■ Written task ■
Copy every line of the material below word for word.

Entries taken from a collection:
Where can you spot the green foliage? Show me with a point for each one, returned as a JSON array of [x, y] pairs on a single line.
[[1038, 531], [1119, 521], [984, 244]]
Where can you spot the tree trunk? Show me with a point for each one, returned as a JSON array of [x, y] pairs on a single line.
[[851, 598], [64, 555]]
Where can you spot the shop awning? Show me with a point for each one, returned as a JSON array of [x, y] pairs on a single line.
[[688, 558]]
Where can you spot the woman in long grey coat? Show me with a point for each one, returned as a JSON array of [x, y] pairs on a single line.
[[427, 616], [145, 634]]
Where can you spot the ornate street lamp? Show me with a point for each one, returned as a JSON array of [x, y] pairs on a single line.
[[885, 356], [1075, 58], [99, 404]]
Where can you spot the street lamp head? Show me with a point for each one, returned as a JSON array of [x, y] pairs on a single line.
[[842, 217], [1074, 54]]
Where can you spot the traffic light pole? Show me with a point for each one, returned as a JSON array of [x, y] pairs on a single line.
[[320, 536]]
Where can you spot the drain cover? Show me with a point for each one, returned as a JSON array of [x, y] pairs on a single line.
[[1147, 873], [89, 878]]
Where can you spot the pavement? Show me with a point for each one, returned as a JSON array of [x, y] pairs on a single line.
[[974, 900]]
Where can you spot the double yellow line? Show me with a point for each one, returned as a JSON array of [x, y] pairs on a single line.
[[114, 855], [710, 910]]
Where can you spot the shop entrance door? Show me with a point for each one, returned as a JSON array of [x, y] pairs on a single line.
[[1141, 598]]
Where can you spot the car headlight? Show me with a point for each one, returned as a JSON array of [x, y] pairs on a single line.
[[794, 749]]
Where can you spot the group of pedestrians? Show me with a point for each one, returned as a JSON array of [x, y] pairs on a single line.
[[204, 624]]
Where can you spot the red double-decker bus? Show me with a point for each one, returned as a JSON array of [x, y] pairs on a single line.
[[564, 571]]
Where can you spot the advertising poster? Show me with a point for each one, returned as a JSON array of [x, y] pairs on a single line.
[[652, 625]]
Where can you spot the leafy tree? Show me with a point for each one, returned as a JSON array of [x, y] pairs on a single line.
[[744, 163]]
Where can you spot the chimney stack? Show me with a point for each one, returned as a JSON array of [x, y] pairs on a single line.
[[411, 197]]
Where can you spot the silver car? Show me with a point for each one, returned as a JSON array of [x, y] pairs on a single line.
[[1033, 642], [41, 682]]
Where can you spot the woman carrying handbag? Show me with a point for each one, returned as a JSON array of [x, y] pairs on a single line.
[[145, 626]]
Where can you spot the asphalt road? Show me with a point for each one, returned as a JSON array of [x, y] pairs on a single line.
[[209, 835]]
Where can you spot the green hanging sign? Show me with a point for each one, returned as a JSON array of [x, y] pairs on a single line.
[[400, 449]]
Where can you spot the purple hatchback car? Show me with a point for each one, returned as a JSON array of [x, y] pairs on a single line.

■ In response ■
Where can you spot the green foliage? Show me with a point for each one, returned as a JSON array of [x, y] pairs on a single line.
[[1038, 531], [1119, 521], [984, 244]]
Where can you spot the tree trunk? Show me with a point for each one, returned as a JSON array of [x, y] pairs on a single line.
[[851, 598], [64, 555]]
Where can you spot the shop awning? Show me with a point for each one, returned as a JSON array of [x, y] pairs on a single line.
[[688, 558]]
Where can you spot the woman in long grey coat? Show me with a point for each one, returned as a JSON array of [x, y] pairs on a single line.
[[427, 616], [145, 634]]
Where can you spot the ornate street lamp? Show me with a point for each one, returned as a JSON array of [x, y] pairs on a single line.
[[885, 356], [1075, 58], [99, 404]]
Where can you spot the street lamp head? Show me with a point for each one, returned as a JSON array of [x, y] pairs on a single line.
[[842, 217], [1074, 54]]
Where can you spot the traffic light pole? Show me with a point for each one, returned as a JSON array of [x, y] pairs on a single line.
[[320, 536]]
Where can you spot the drain cover? Show me with a point for each one, returned as a JSON array of [x, y] pairs on a single line.
[[1147, 873], [89, 878]]
Where can you spot the pavement? Show me with a point for each one, returned as a JSON array of [x, y] pairs on a single line.
[[974, 900]]
Where can you spot the double yellow line? Show me with a point for each one, returned as a JSON array of [x, y] pairs on a single line.
[[114, 855], [710, 910]]
Where can you spot the shop entrance door? Show me with a point for each one, returned as a JSON array of [x, y] pairs on a single line.
[[1141, 598]]
Where can you spot the car headlight? Show me with a point for each one, returned as a JSON array of [x, y] pairs on a single line.
[[794, 749]]
Where can you spot the group of pedestrians? Show me with a point for each one, returned as a JSON array of [x, y] pairs on a single line.
[[204, 624]]
Where can you spot the red double-decker bus? Show me with a point for each one, returned as a JSON array of [x, y] pairs on a single line.
[[564, 571]]
Where can you spot the advertising poster? Show me with a point for each one, returned as a JSON array of [x, y] pairs on a single line.
[[652, 625]]
Where can you spot the leafy tree? Show me with a point for each one, returned as a JSON array of [x, y] pairs on a single line.
[[744, 163]]
Where can you spot the chimney stack? Show me with a point for each one, returned as a JSON array of [x, y] pairs on a single line.
[[411, 197]]
Where can you spot the silver car? Show me with a point for each one, returned as a JSON array of [x, y] pairs on a single line.
[[1033, 642], [41, 682]]
Where can you spot the woman carrying handbag? Show me with a point for each one, returned as a JSON array of [x, y] pairs on a single line.
[[145, 626]]
Where can you spot the asphalt road? Show me with a point for each one, returned as a JSON array of [x, y] pairs on a single line.
[[209, 835]]
Where can you spot the green hanging sign? Show me with a point for each one, returned as a JSON array of [x, y] pairs on a single line.
[[400, 449]]
Where can you spot the purple hatchback car? Show me with a point for each one, returned as a JSON array of [x, y] pairs on a single line.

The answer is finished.